__Task description__
Your output should be each line from the material below that has the word "outline".

*** Block opens ***

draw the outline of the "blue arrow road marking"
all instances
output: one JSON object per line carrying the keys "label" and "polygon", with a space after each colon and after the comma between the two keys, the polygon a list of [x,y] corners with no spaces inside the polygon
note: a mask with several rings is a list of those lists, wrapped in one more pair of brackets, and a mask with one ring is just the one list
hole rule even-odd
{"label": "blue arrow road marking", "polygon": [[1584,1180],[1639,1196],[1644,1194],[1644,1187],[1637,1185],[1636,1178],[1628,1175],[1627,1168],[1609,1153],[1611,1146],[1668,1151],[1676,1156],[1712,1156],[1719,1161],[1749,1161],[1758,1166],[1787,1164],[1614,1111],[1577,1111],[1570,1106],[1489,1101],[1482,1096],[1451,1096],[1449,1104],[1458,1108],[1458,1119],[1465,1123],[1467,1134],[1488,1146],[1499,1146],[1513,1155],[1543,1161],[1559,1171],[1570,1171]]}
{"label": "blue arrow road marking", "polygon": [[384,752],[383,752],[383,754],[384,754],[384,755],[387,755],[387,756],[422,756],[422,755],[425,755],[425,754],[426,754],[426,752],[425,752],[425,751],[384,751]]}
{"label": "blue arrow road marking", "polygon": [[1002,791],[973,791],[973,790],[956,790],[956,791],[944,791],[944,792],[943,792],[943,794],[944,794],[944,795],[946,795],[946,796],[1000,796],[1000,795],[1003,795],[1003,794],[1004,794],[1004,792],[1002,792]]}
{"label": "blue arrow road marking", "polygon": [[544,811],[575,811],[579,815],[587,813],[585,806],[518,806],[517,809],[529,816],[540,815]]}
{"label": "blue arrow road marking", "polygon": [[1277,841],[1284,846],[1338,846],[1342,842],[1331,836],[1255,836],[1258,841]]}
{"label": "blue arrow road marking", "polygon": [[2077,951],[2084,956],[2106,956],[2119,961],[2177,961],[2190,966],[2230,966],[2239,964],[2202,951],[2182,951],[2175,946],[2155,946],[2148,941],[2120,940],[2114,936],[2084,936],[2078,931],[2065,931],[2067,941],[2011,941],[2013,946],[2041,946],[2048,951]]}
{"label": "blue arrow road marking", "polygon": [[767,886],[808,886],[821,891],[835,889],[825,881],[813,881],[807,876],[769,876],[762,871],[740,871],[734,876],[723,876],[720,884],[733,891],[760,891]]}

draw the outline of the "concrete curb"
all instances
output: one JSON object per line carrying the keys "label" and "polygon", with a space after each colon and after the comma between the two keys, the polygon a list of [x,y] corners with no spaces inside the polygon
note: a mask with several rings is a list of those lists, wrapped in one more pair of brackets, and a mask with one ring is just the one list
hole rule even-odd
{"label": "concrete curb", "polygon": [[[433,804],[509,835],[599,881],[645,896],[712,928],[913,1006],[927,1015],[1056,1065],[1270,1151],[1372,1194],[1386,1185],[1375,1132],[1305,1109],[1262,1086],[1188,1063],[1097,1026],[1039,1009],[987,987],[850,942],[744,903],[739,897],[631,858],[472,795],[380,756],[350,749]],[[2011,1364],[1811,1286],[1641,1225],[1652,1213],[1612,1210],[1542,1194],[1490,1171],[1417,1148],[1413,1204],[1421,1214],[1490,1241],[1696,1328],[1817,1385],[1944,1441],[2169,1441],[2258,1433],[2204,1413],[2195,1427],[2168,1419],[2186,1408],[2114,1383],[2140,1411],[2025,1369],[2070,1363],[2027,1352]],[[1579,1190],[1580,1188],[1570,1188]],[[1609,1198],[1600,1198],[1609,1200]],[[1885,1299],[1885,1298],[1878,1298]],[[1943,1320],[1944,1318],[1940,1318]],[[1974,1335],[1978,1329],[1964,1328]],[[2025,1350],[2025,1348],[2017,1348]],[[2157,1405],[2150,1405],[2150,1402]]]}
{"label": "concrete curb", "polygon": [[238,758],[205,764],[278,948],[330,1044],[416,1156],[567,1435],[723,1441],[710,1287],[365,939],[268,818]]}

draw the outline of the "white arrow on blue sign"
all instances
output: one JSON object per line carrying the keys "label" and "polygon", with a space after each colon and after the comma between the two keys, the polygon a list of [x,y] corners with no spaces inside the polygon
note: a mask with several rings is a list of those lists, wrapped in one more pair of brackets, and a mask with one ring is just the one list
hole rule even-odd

*** Block closes ***

__Answer__
draw the outline of the "blue arrow road marking"
draw the outline of the "concrete curb"
draw the outline of the "white arrow on blue sign"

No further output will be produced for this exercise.